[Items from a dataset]
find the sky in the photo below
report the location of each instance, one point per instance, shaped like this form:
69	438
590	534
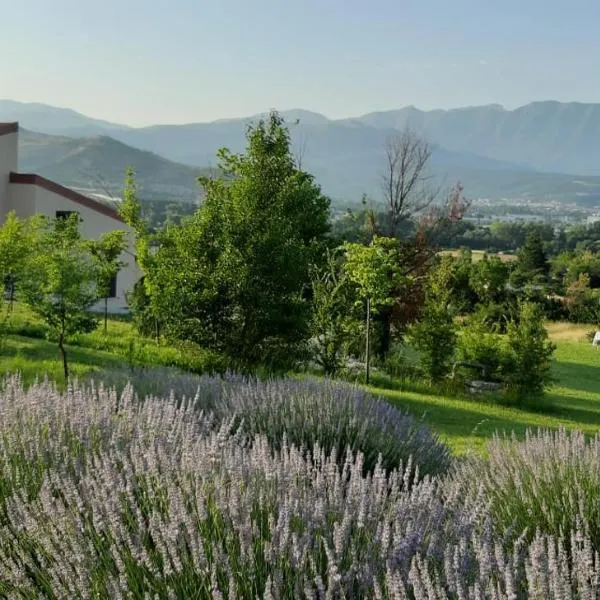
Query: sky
141	62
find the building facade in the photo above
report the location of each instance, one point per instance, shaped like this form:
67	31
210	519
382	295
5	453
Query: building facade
28	194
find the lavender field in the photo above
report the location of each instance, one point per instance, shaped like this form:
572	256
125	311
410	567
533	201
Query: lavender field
233	491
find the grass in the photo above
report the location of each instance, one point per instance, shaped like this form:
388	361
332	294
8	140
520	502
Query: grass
24	348
573	401
465	423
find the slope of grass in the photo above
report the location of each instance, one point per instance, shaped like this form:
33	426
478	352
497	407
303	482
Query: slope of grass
573	400
24	347
465	423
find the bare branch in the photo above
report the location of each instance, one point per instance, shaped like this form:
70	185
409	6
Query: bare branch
405	180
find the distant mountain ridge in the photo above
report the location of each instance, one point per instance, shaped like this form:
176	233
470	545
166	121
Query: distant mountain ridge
526	153
98	164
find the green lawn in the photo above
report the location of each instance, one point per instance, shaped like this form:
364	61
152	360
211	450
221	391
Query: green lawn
25	348
573	401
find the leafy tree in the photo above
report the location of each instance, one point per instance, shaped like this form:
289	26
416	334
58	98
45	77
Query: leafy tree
375	270
489	278
533	262
107	252
235	276
529	372
145	299
332	324
18	241
60	282
434	335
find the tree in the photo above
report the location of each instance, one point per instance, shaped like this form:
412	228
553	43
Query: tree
376	272
434	335
489	278
235	276
60	282
533	262
107	251
145	298
530	369
18	241
404	179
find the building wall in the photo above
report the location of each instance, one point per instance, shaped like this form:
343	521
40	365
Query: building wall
9	154
28	199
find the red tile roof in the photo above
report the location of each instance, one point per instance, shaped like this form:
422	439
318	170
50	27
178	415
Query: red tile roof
60	190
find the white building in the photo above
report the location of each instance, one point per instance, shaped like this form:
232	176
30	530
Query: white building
28	194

#### Work instruction:
Transcribe every line of the records exactly. Pictures do not belong in the copy.

#### The answer:
find the sky in the photo below
report the location of each instance, one point per instance, shaped like this form:
69	438
590	534
Query: sky
141	62
find the building facade in the photo above
report the location of each instance, one point per instance, shaped like this form:
67	31
210	519
382	295
5	453
Query: building facade
28	194
find the lavender field in the photo above
report the location of each instance, one point per instance, shaped like this form:
572	256
125	311
410	567
533	201
Query: lavender field
233	491
find the grass in the photo above
report the location of each instance, one point per instance, shaped like this form:
388	361
332	294
8	140
520	502
Query: grass
24	348
573	401
465	423
find the slope of grass in the photo above
report the location of each instance, one point per instance, shaped like this form:
33	426
478	352
497	407
303	482
Query: slope of grass
573	400
24	347
465	423
find the bare branch in the photo above
report the location of each instance, one point per instance, shaped like this form:
70	185
409	6
Query: bare branch
405	180
find the distant mountain ridge in the photo above
report the location of each instance, one point per instance, shaped like this form:
176	233
470	545
166	121
Query: distant mountain ridge
526	153
98	164
find the green lawn in the photo above
report the location of each instance, one point per instance, shaped like this form:
364	61
152	360
211	450
221	391
Query: green lawn
25	348
573	401
find the leafy tree in the photo above
report the location of each instance, one point per instance, shaped like this form:
289	26
416	334
58	98
45	77
Query: leafy tree
375	270
489	278
533	262
107	252
235	276
529	372
145	299
332	324
18	241
60	282
434	335
find the tree in the photo above
report the location of each instance, one point per instance, shaped like this form:
412	228
553	43
Query: tree
376	272
434	335
489	278
235	276
60	282
533	262
107	251
145	298
530	369
18	241
404	179
find the building wall in the photo above
report the location of each instance, one point per instance, shaped like this form:
343	521
40	365
Query: building wall
9	154
28	199
find the red tile roof in the photo above
report the location of each instance, one point per instance, shaped like this form:
422	439
318	170
50	27
178	415
Query: red tile roof
60	190
find the white building in the photo above
report the location of each instance, one point per instance, shaped like this form:
232	176
30	530
Query: white building
28	194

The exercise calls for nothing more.